• [Task inputs]:
===

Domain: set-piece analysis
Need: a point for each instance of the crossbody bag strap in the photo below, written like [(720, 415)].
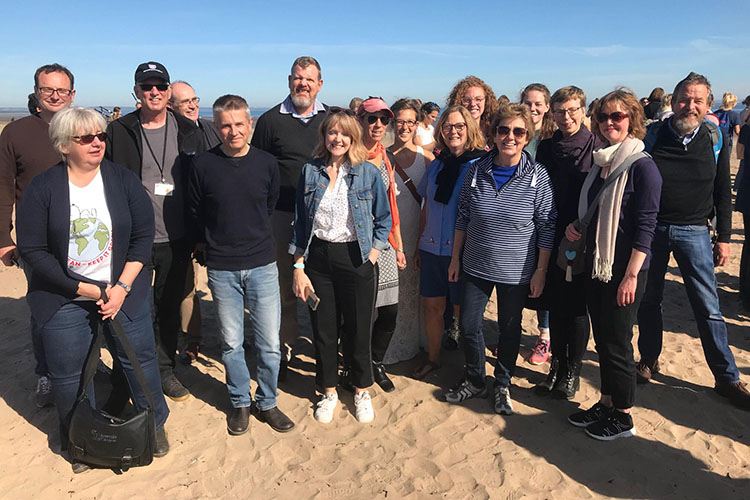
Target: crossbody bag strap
[(616, 173), (407, 181)]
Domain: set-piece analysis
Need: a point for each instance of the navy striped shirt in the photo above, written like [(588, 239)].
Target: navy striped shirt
[(505, 227)]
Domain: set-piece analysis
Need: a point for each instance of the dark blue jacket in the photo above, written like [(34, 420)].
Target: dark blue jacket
[(43, 227)]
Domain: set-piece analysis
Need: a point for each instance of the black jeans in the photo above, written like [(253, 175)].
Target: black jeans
[(613, 334), (346, 287), (169, 262), (382, 331), (510, 302), (568, 319)]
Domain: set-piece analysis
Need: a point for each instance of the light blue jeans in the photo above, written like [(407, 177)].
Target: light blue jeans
[(258, 290)]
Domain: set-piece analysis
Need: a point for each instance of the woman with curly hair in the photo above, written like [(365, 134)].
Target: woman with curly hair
[(477, 97)]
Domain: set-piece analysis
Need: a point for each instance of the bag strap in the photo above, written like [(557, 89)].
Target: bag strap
[(616, 173), (93, 356), (407, 181)]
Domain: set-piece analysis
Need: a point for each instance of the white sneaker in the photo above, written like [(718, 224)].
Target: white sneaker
[(325, 407), (43, 396), (363, 407), (502, 402)]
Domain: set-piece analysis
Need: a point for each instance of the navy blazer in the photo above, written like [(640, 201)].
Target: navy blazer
[(43, 230)]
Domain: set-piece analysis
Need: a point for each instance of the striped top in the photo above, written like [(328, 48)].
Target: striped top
[(505, 227)]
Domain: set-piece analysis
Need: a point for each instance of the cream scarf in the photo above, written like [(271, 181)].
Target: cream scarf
[(607, 160)]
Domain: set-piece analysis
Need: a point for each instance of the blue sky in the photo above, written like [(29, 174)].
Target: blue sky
[(392, 49)]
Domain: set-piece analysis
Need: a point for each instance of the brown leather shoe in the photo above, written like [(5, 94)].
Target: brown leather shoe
[(736, 392), (644, 371)]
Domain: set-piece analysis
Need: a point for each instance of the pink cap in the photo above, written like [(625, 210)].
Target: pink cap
[(373, 105)]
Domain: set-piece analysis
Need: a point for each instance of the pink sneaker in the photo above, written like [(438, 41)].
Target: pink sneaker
[(540, 354)]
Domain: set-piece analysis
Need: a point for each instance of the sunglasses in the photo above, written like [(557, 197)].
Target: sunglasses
[(335, 110), (518, 132), (616, 117), (161, 87), (89, 138), (371, 119)]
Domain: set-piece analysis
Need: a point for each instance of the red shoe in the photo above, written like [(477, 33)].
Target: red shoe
[(540, 353)]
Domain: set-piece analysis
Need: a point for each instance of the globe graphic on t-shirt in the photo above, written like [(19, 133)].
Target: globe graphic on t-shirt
[(89, 238)]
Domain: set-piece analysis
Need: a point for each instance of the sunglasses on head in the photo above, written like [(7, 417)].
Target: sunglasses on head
[(89, 138), (616, 117), (385, 120), (161, 87), (335, 110), (518, 132)]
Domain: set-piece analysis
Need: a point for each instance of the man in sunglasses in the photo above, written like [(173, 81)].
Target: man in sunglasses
[(694, 164), (289, 131), (158, 145), (25, 152)]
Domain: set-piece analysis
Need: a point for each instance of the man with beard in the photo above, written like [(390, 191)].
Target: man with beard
[(695, 186), (289, 131)]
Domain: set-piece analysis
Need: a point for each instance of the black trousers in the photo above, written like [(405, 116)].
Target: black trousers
[(613, 334), (382, 331), (169, 262), (346, 287), (568, 319)]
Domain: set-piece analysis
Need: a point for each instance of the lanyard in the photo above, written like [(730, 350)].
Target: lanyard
[(160, 166)]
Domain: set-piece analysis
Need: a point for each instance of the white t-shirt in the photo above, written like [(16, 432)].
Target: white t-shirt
[(90, 246)]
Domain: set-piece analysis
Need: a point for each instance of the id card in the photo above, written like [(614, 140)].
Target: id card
[(163, 189)]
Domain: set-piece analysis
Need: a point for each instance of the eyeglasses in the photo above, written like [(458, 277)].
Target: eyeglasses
[(447, 127), (504, 131), (466, 101), (562, 112), (335, 110), (408, 123), (161, 87), (616, 117), (89, 138), (385, 120), (48, 91), (184, 102)]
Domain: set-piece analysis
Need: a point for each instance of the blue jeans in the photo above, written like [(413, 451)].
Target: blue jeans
[(68, 336), (694, 255), (511, 300), (258, 290)]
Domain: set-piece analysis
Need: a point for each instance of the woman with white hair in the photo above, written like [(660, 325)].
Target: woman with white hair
[(86, 227)]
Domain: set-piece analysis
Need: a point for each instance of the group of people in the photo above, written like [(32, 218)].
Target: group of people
[(382, 243)]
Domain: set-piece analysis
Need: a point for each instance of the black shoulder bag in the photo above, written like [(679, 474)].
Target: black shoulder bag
[(102, 440), (570, 256)]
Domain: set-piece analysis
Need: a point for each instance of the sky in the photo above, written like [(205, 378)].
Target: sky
[(389, 49)]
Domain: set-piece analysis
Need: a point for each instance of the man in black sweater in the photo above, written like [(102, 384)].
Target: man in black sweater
[(695, 186), (289, 131), (232, 193)]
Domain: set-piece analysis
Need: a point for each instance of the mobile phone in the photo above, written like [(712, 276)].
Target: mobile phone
[(312, 300)]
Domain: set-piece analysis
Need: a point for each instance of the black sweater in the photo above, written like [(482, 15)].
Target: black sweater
[(230, 203), (693, 183), (292, 142)]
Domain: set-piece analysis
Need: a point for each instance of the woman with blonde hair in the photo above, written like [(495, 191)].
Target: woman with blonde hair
[(479, 99), (341, 225), (461, 143)]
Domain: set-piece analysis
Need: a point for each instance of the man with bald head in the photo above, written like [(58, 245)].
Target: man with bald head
[(184, 102)]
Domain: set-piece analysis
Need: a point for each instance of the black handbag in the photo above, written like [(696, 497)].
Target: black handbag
[(102, 440), (570, 254)]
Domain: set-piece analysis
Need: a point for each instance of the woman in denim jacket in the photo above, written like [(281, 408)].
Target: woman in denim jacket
[(342, 223)]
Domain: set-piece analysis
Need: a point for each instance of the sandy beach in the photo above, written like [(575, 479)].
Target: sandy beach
[(691, 444)]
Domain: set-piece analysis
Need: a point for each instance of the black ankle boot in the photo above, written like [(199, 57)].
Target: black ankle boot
[(381, 377), (545, 387), (569, 382)]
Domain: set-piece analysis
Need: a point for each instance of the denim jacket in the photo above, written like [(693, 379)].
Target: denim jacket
[(368, 203)]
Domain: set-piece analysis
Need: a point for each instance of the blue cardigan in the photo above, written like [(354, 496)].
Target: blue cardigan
[(43, 227)]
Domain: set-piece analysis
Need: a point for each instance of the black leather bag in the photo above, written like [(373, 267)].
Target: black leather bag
[(102, 440)]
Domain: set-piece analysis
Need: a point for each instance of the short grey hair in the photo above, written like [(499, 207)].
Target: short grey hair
[(70, 122)]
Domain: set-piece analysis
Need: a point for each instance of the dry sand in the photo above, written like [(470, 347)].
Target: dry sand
[(690, 442)]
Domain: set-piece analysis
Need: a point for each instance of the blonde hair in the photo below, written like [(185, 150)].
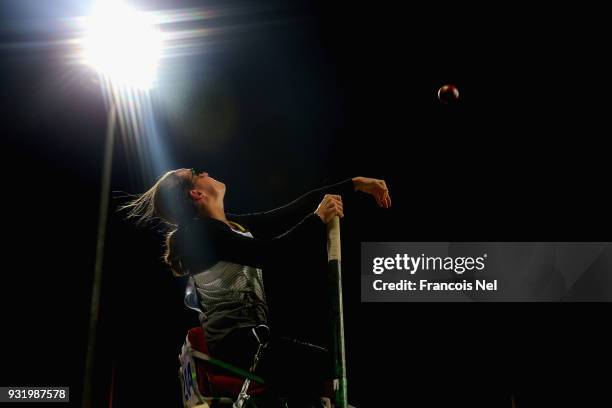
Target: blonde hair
[(167, 200)]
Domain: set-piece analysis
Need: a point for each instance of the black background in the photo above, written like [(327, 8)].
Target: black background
[(325, 92)]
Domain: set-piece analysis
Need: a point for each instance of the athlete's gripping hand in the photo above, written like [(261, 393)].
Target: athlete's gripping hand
[(329, 208), (374, 187)]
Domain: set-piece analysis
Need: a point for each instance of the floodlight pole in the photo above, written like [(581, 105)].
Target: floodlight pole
[(94, 311)]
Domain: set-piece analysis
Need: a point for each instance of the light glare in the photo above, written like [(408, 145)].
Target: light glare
[(122, 44)]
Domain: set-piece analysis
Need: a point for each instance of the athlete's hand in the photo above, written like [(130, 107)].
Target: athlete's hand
[(329, 208), (374, 187)]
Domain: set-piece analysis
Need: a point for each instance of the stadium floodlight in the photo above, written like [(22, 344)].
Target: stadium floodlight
[(122, 44)]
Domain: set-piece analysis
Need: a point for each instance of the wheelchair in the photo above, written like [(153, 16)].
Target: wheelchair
[(207, 382)]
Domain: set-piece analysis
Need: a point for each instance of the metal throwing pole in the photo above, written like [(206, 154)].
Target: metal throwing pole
[(333, 262)]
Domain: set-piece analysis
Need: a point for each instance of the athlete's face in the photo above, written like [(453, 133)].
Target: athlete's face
[(205, 190)]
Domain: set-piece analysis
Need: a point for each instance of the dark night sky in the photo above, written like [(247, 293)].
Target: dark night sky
[(304, 94)]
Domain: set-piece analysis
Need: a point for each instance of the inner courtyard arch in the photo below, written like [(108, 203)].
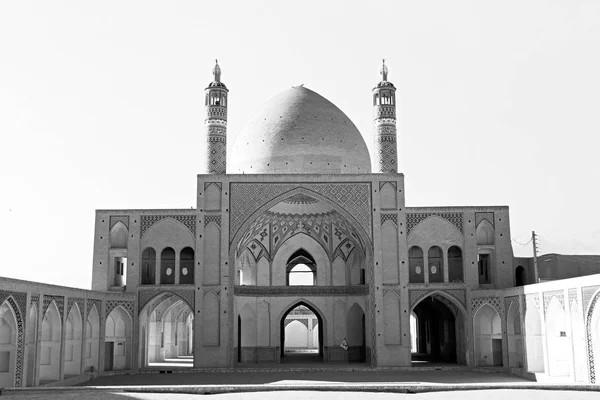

===

• [Set exercise]: Count the lines in the data above that contain the word "short" and reply with only that number.

• [Exercise solution]: 2